What you have to do -> Identify every line in the records below that holds the string "woman", and copy each of those lines in full.

## start Items

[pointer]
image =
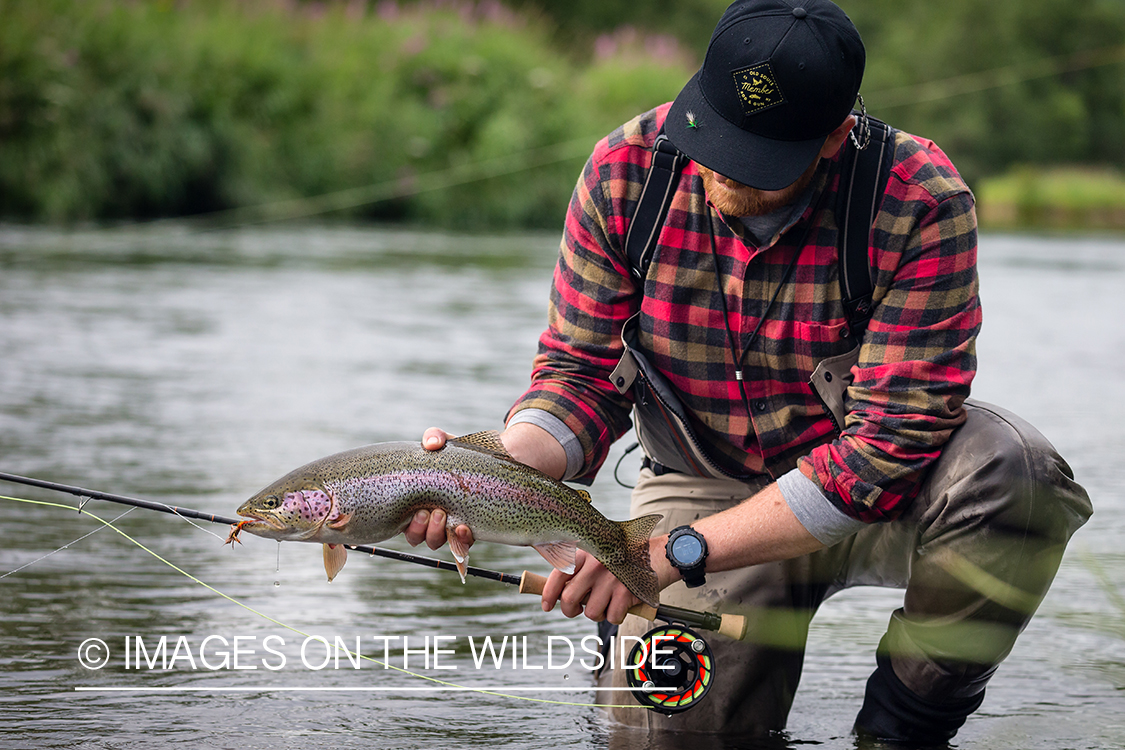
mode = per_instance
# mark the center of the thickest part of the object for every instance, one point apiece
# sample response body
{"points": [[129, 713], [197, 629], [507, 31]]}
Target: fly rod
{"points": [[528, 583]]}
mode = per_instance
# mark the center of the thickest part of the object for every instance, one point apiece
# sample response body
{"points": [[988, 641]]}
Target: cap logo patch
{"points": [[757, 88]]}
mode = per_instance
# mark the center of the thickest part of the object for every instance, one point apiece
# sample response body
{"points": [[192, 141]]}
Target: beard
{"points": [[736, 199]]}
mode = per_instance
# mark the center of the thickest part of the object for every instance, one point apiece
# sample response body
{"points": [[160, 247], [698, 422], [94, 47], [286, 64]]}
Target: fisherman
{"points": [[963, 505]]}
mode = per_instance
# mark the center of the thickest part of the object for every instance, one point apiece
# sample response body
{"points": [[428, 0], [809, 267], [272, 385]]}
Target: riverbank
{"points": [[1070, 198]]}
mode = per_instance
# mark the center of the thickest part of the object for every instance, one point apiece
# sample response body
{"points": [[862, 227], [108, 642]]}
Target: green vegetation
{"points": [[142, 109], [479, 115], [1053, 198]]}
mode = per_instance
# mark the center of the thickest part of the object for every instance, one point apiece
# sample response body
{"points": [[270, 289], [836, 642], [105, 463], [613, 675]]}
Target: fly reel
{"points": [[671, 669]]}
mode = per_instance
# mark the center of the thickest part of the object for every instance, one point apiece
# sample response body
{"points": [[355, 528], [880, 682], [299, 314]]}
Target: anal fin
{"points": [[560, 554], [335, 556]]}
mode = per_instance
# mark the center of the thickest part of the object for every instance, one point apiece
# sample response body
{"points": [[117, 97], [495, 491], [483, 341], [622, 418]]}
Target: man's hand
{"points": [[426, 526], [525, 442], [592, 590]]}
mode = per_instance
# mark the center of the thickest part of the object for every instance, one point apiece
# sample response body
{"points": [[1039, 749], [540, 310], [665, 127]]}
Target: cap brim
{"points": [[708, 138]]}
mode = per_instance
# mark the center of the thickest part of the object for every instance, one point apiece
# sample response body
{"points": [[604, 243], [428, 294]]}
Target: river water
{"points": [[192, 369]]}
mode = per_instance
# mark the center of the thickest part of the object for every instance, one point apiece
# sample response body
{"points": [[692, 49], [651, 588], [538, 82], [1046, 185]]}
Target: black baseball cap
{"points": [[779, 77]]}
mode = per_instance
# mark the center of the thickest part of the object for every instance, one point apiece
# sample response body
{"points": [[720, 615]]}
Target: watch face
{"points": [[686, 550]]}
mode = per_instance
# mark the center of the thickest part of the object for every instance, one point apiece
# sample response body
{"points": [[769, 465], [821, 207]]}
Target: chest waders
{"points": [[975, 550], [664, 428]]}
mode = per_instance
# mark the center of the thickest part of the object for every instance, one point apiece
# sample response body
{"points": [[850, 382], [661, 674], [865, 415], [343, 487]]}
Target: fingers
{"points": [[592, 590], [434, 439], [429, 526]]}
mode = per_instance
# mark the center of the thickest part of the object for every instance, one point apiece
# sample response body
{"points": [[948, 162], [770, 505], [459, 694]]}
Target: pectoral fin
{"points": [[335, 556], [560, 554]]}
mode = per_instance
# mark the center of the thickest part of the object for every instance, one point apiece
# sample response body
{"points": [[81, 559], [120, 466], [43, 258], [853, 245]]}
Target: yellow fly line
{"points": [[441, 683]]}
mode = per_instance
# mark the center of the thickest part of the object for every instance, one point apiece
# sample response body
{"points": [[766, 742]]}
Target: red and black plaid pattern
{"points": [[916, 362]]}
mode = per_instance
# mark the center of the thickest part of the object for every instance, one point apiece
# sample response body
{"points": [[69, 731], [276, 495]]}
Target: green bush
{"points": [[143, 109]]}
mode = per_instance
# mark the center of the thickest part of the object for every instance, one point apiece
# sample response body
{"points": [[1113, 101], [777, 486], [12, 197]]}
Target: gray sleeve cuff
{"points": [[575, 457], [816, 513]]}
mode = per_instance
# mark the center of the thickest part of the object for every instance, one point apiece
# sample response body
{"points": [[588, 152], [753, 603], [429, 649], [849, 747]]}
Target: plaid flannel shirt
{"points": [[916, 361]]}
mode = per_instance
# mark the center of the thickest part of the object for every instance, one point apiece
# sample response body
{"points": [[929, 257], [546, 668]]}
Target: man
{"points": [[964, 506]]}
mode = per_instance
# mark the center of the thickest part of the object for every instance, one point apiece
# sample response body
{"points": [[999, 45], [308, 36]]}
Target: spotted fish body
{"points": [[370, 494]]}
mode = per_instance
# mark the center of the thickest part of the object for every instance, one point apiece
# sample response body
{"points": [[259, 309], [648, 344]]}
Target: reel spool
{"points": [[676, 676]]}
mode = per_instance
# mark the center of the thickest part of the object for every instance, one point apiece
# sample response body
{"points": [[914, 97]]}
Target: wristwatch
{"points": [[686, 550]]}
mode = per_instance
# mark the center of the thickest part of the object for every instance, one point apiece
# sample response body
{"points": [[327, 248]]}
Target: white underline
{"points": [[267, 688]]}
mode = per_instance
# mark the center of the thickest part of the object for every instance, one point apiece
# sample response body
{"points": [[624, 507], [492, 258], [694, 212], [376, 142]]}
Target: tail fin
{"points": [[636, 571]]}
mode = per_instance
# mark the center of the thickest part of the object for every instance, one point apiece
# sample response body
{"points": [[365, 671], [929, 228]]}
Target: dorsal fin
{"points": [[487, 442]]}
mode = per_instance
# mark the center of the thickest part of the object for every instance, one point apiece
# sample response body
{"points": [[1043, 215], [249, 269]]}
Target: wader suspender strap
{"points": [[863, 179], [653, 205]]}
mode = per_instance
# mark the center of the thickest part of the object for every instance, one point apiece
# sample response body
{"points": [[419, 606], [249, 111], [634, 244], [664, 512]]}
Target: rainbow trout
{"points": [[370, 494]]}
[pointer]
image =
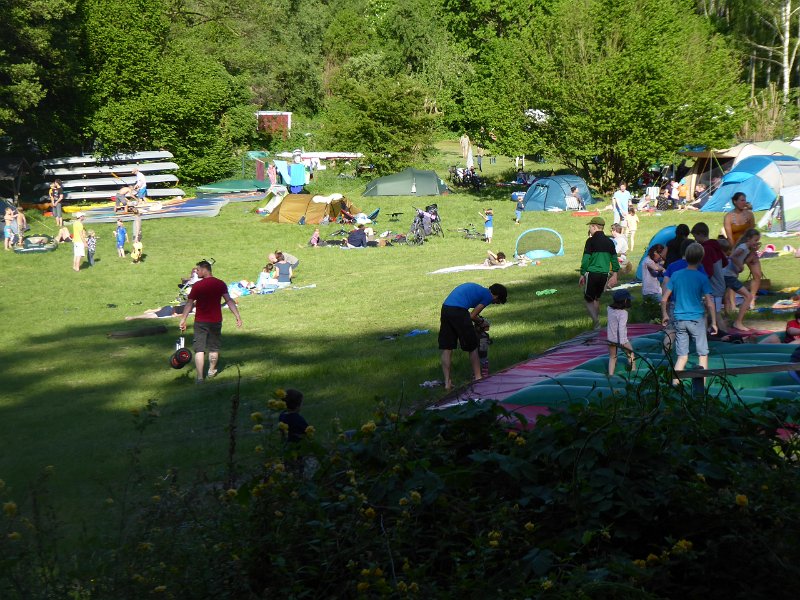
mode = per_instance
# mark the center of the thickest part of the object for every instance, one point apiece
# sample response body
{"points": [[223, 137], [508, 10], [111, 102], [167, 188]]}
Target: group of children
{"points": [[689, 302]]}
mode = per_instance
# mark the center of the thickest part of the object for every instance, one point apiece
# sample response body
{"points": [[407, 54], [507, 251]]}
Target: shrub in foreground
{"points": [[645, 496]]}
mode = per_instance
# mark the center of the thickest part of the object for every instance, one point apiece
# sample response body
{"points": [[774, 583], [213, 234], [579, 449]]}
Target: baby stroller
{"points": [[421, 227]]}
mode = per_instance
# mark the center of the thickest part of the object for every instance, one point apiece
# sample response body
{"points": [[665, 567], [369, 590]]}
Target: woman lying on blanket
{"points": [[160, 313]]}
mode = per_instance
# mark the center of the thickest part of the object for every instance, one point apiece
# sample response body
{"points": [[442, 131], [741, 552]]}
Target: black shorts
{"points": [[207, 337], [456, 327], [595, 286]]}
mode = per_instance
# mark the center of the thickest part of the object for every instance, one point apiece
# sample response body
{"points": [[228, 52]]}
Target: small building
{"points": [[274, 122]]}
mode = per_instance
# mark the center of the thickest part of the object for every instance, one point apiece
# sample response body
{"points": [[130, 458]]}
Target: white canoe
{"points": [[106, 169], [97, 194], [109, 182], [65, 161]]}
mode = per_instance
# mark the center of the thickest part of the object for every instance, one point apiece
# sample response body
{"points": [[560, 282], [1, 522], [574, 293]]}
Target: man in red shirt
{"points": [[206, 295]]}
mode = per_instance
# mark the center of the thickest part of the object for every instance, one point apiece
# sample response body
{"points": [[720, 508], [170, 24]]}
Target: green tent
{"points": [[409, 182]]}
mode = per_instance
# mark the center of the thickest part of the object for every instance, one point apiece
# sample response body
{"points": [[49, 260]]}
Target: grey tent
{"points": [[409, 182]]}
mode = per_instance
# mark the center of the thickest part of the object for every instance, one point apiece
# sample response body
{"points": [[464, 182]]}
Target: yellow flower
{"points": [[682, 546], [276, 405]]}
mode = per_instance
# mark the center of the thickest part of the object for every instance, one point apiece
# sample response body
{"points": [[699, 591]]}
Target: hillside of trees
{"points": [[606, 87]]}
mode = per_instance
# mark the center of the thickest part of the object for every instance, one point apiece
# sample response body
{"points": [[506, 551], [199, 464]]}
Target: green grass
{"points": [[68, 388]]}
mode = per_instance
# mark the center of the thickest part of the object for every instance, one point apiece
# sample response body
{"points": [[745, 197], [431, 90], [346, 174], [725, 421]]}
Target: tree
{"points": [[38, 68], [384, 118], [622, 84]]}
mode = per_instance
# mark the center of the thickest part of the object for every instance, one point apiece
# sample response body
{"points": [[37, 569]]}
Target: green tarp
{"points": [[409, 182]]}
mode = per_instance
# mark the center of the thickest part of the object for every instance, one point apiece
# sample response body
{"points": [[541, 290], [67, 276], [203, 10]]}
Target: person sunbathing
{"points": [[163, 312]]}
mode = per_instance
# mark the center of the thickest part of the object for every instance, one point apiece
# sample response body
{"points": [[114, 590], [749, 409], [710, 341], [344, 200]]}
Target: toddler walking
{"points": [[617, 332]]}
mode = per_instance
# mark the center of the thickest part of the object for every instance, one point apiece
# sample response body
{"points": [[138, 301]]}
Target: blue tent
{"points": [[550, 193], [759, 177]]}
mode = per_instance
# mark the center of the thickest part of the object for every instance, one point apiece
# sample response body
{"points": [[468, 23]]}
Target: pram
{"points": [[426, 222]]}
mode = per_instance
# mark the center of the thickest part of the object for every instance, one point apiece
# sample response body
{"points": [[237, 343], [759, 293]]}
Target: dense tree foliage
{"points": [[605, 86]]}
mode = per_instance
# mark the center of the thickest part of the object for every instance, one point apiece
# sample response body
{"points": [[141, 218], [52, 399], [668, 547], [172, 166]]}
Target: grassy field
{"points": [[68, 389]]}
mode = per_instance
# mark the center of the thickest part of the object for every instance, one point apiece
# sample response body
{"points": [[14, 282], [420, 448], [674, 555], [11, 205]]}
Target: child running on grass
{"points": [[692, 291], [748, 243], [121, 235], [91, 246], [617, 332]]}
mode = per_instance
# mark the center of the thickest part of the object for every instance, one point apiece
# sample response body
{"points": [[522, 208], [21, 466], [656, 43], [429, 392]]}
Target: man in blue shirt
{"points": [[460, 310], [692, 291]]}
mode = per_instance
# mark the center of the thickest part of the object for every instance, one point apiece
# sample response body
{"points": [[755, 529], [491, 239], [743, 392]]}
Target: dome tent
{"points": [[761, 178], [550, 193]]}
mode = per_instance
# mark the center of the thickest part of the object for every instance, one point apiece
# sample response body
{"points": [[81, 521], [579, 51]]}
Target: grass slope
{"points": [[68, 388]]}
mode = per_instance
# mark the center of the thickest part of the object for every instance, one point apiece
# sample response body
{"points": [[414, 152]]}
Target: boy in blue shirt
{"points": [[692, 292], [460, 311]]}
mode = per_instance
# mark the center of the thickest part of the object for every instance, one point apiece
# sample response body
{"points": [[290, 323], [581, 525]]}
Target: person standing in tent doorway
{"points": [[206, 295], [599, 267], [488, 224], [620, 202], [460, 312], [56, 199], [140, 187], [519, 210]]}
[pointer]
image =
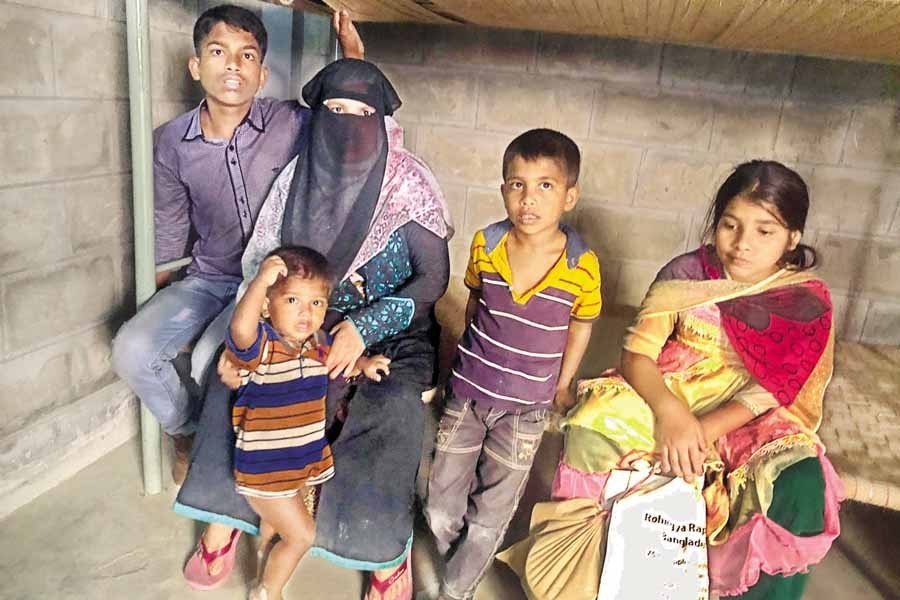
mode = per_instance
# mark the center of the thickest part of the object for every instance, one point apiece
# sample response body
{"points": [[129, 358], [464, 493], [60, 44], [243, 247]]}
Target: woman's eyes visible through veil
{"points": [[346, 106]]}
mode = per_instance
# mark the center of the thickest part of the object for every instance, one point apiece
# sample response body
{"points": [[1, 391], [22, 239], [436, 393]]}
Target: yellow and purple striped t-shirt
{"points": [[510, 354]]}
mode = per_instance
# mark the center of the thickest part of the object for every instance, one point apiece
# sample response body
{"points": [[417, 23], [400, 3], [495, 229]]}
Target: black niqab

## end Items

Solution ->
Target: woman lying on blanket
Target: woman's eyes visible through veil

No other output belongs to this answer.